Work instructions = Starting at the line with "In this exercise you will mark the curly", return every line through the final one of the data, word for word. Pictures stay out.

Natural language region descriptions

*** Block opens ***

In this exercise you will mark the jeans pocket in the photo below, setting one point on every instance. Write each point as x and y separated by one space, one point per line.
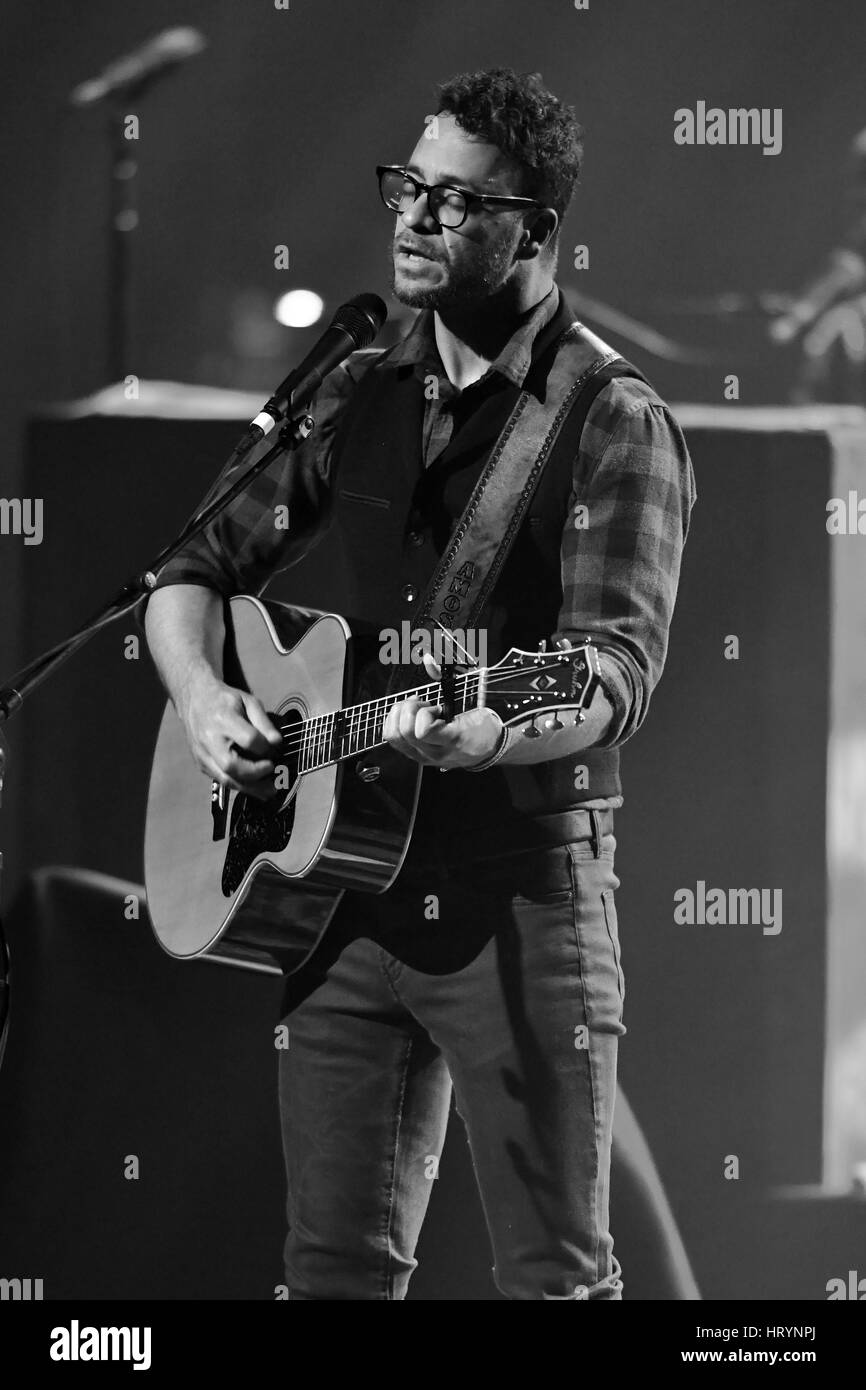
598 943
610 922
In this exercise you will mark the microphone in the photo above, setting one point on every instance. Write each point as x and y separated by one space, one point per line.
132 71
844 274
355 325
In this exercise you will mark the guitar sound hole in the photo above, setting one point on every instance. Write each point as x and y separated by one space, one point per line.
260 826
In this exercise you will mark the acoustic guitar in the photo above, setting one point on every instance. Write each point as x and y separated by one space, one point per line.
255 883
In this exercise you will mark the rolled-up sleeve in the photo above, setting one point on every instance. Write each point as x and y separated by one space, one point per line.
634 488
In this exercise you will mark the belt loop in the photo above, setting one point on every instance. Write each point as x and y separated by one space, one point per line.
595 834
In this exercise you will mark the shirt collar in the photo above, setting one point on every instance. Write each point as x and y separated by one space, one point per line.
419 348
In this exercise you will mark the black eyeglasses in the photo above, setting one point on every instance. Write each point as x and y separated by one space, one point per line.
449 206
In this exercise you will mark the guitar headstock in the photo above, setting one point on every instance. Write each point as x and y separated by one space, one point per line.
531 683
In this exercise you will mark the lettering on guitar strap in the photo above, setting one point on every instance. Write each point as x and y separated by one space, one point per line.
456 592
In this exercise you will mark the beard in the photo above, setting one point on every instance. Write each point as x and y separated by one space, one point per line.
466 284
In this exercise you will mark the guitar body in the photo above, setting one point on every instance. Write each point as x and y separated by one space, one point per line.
263 893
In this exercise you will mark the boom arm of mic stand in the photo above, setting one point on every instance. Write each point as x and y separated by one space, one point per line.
31 676
27 680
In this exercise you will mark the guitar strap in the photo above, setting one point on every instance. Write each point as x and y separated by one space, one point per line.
478 548
463 581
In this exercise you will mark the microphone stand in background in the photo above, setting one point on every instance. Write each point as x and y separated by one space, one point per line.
13 694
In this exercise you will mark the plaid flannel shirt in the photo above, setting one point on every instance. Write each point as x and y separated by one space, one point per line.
619 573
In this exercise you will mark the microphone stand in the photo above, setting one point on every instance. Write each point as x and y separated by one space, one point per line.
15 691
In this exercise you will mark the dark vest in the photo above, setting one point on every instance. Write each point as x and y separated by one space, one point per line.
395 519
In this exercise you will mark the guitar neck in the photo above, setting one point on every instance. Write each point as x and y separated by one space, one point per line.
331 738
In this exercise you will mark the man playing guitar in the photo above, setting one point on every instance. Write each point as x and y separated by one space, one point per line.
492 963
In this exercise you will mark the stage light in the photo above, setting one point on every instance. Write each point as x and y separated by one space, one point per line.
299 309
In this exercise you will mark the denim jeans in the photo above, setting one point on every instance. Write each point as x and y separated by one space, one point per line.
503 980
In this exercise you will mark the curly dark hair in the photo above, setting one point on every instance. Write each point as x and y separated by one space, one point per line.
515 111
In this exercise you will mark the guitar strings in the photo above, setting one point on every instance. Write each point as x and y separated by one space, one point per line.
316 733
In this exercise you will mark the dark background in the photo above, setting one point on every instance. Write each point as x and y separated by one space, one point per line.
271 136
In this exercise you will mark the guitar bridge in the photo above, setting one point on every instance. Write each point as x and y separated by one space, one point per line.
218 809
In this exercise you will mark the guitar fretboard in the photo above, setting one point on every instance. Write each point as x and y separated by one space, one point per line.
330 738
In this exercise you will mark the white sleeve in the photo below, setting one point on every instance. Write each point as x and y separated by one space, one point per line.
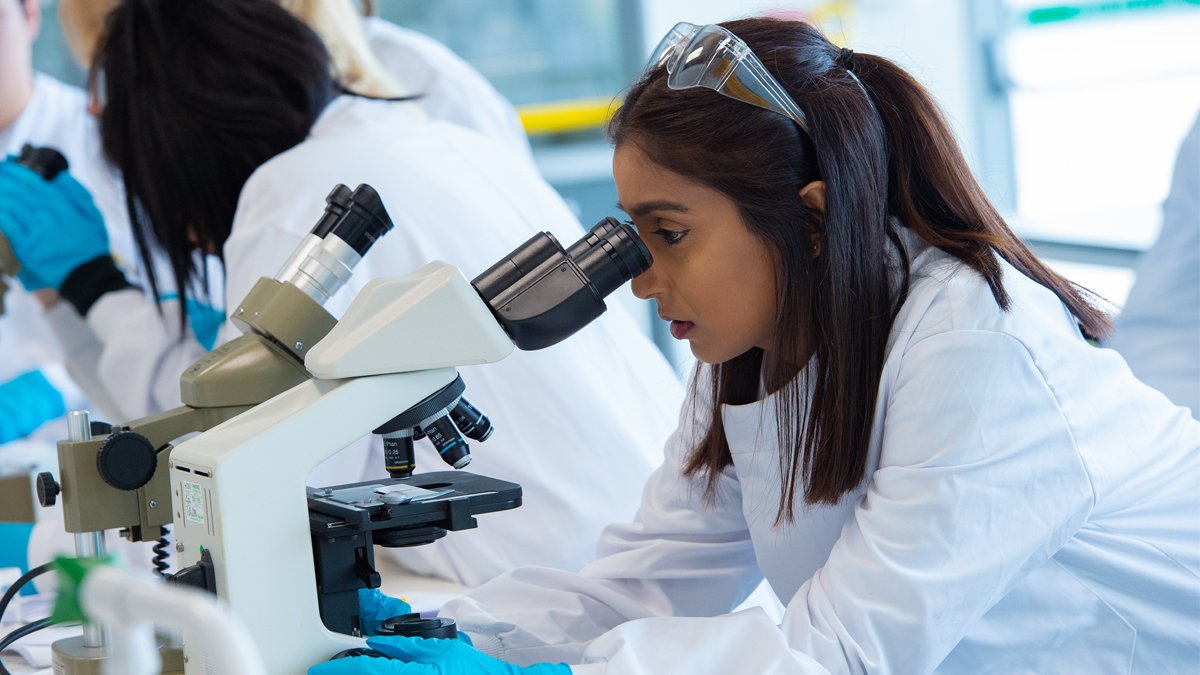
979 483
679 557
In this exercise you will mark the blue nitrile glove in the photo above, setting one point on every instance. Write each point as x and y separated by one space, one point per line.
375 607
28 401
204 318
429 656
52 225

*** Block closes ***

Answer area =
In this exercise you will mark the curly dark hair in the photo above, setting one point on every instance. Write each point as x and y separated by one space, one point per line.
515 111
In this exercise you will mark the guitar strings in the photo above, setting one point on every instance. Write each point as x and y separated by one space, one point per line.
316 733
In this exercise you will mark the dark background in the photo above, setting one point on every instance. Write each point as x and y separated by one space, one point per line.
271 136
In this exercise you will mark the guitar bridge in the photo above, setting one point on every instance. Write each point as x and y separated by one space, one point per line.
218 809
In this exercise you will mark the guitar fretboard in the photo above, setting one point on every instance. Write each point as x and y separated by one space, one point per line.
330 738
In this exercise you will mark the white sleeve in the photo below, setting one point on every instance. Write each point as x and y separated by one space, one point per line.
979 483
679 557
In this exercise you will mark the blue nitrile glove in the photo above, setting one point on every instance. Write each point as x and y separated by one space, one point per line.
375 607
28 401
204 318
429 656
52 225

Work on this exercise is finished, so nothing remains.